Below are some records; find each line that carries the word "basket" and copy it.

==== SOURCE RECORDS

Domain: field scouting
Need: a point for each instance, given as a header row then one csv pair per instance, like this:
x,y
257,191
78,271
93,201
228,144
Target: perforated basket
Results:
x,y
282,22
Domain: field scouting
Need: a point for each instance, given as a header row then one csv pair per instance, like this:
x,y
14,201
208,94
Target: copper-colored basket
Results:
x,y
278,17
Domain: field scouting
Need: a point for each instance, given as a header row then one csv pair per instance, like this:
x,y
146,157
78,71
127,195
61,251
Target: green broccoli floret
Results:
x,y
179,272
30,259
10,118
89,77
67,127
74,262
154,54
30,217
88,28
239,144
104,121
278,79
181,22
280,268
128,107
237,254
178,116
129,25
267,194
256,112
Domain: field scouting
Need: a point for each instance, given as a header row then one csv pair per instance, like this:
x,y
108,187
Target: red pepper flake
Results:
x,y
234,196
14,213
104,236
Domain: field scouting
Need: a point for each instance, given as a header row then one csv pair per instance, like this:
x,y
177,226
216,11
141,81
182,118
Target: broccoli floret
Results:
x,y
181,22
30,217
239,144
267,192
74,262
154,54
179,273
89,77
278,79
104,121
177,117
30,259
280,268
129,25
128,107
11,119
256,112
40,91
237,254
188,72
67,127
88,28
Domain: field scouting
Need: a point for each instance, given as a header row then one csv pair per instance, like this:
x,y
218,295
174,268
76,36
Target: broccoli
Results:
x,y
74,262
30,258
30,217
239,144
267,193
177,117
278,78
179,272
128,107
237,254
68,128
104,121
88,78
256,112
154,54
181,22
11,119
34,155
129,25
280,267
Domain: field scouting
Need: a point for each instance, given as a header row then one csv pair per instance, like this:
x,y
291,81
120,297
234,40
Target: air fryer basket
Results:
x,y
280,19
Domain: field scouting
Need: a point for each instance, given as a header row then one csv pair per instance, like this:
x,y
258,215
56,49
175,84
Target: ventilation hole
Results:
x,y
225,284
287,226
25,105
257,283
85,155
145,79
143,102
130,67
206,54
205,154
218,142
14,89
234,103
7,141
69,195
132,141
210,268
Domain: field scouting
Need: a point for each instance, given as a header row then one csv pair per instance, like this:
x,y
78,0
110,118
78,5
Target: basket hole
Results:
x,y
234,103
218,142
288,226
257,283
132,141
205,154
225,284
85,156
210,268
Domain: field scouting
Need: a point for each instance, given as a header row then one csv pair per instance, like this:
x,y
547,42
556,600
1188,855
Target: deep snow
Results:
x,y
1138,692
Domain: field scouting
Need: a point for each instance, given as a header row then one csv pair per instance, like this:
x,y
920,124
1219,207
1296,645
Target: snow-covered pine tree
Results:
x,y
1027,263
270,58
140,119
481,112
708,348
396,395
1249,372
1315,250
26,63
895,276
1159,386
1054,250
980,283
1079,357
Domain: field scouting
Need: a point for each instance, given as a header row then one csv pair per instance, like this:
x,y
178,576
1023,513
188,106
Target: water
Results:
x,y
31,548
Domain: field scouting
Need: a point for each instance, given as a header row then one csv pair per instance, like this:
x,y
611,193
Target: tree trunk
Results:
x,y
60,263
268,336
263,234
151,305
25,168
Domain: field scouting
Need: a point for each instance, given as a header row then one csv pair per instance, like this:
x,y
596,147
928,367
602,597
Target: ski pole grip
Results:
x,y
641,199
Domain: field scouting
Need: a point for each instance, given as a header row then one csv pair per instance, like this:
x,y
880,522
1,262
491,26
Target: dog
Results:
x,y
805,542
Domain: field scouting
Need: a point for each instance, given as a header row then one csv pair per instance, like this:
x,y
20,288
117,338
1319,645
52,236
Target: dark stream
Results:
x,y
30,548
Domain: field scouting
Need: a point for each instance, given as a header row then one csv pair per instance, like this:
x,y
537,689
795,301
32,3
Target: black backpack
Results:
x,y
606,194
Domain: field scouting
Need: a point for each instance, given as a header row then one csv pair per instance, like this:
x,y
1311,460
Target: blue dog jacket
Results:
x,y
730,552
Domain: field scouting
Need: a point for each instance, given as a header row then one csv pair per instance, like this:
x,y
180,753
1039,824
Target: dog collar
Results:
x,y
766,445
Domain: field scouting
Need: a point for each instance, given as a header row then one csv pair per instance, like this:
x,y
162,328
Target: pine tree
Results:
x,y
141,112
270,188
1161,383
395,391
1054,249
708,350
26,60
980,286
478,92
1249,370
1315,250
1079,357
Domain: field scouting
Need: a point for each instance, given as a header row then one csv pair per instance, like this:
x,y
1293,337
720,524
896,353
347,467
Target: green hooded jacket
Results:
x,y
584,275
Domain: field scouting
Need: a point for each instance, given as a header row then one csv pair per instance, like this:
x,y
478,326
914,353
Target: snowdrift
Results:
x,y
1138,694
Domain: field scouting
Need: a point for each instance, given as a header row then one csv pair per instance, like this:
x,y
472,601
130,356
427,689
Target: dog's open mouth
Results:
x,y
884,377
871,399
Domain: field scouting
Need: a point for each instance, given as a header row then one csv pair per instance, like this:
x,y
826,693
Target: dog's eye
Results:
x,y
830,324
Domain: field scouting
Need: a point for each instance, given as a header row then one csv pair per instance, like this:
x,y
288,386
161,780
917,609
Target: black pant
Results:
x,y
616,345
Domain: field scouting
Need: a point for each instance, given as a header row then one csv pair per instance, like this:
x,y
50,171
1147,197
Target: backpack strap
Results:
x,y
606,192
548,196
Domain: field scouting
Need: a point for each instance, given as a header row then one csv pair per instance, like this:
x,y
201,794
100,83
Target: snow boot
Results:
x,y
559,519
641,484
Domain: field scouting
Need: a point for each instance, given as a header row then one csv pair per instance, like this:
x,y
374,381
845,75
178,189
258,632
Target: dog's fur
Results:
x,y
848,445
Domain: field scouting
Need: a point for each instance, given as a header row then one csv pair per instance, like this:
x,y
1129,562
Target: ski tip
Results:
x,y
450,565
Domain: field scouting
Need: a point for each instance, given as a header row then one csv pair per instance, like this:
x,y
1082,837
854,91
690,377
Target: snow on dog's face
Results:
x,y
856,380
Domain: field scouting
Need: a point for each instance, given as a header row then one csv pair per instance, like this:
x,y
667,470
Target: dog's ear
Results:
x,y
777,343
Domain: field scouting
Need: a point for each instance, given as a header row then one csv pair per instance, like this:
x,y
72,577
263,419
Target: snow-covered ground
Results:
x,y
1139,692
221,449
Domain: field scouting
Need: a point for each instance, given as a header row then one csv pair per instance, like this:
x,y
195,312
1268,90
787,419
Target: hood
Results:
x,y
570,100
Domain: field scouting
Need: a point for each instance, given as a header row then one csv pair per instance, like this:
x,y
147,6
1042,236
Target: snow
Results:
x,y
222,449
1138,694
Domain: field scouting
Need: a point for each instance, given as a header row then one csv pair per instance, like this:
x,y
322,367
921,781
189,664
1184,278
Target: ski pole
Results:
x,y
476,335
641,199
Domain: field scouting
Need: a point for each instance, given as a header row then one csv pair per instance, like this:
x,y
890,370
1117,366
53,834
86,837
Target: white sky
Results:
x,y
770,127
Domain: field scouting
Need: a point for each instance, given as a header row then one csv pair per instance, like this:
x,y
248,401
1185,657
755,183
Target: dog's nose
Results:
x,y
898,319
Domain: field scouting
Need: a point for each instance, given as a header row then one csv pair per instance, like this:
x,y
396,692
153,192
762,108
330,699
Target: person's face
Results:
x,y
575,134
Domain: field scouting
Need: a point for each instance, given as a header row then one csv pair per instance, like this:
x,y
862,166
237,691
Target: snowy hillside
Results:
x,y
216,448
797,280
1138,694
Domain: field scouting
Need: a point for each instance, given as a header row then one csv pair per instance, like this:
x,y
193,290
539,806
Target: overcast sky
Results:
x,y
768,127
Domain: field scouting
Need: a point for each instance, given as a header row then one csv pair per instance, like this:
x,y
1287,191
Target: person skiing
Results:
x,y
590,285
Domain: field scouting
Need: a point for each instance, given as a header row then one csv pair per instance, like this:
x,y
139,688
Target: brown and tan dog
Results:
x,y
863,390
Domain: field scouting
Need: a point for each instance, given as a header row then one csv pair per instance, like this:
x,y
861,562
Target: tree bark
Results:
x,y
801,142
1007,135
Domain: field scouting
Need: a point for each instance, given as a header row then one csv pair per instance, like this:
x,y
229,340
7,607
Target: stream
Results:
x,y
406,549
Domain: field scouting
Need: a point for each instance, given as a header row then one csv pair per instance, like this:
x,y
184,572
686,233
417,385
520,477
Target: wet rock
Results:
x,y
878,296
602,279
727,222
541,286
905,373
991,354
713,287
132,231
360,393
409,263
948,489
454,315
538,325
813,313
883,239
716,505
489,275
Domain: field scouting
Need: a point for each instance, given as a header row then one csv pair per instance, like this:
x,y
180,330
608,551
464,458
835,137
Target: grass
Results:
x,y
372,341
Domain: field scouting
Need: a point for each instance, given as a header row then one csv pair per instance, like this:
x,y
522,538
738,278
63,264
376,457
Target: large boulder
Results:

========

RESPONSE TO THIS EXERCISE —
Target: perforated basket
Target: copper-colored basket
Target: air fryer basket
Target: basket hole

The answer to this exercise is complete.